- What you will do: Arrange every line of the entries below as a Markdown table with the columns Row and Line, numbering the rows and skipping blank lines. Leave the pictures out of your answer.

- Given records:
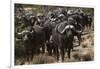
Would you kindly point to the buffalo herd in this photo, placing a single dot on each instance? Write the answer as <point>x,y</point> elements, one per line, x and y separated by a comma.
<point>53,32</point>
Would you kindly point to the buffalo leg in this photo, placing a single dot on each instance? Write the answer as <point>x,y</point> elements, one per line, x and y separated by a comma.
<point>63,54</point>
<point>69,50</point>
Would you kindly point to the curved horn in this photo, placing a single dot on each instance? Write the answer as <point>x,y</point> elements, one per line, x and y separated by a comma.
<point>66,27</point>
<point>81,29</point>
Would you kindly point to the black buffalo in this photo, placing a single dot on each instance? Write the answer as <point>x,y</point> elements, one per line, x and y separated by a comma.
<point>62,37</point>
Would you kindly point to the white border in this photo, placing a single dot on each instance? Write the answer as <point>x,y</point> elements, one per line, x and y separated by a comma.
<point>45,2</point>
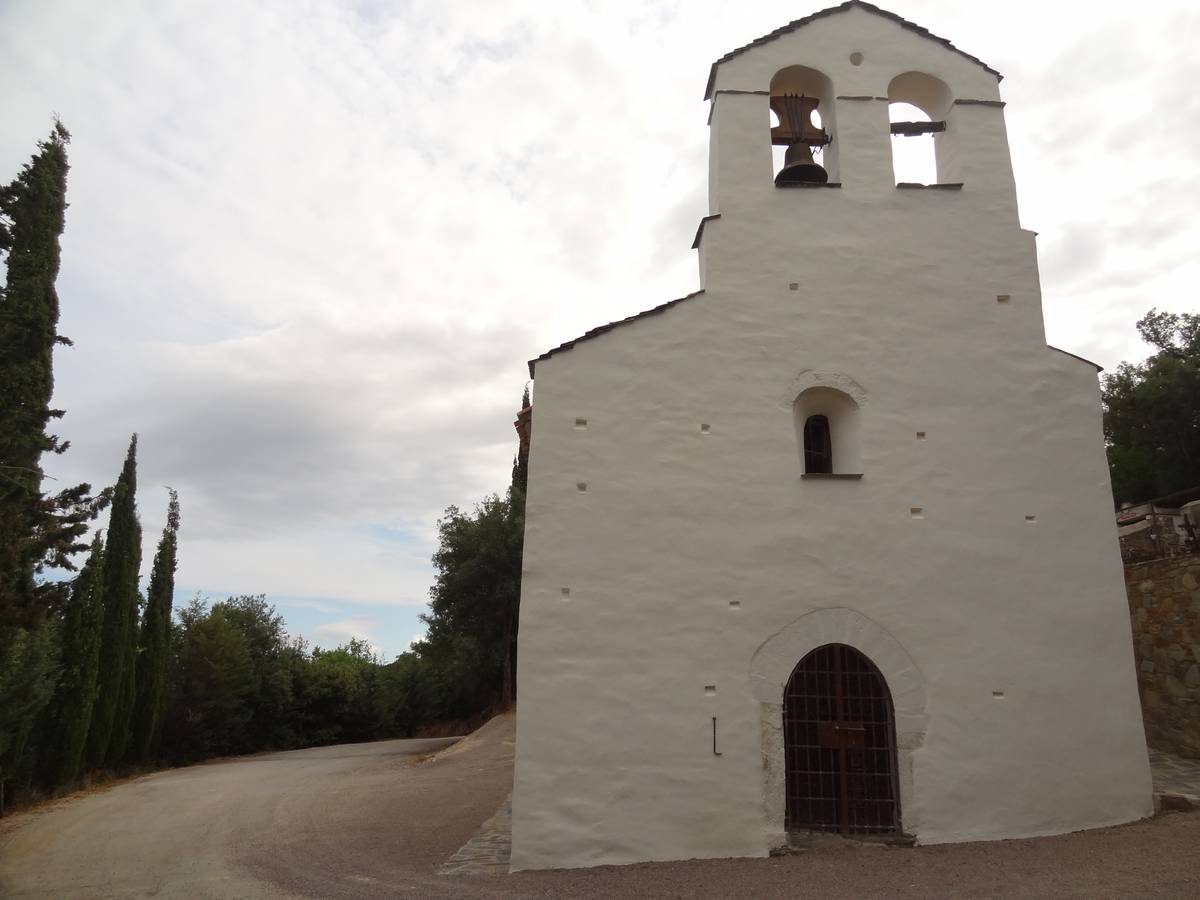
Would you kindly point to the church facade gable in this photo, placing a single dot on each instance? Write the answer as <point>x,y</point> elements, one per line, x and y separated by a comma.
<point>827,545</point>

- Solution to this problem:
| Row | Line |
|---|---|
| 1 | Would you kindly point to the buffalo herd in this photo, placing a single dot on each instance? Write the answer as <point>x,y</point> elements, one per line, x and y separated by a comma. |
| 2 | <point>53,32</point> |
| 3 | Would you kindly point to the buffalo leg in this photo, placing a single dot on each instance? Write the answer as <point>x,y</point> elements, one per line, x and y separated by a comma. |
| 4 | <point>63,54</point> |
| 5 | <point>69,50</point> |
| 6 | Would you kindly point to the curved horn in this photo, placing a single dot on each instance? Write the answer as <point>x,y</point> elements, one per line, x and y separated by a comma. |
| 7 | <point>66,27</point> |
| 8 | <point>81,29</point> |
| 9 | Would you kindly point to the black buffalo in this photo, placing a single dot on each instance? Write the answer as <point>x,y</point> elements, one per line, x and y separated by a comma. |
| 10 | <point>62,37</point> |
| 11 | Would you kindly point to the white border in this photo, placing a single dot on each instance? Write the answer as <point>x,y</point> elements, one per line, x and y separated by a comma. |
| 12 | <point>45,2</point> |
| 13 | Would you kindly point to the church facade gable in this photo, placing a single dot on each instance? Write the answer as <point>x,y</point> elements, one per line, x and y separated by a comma. |
| 14 | <point>827,545</point> |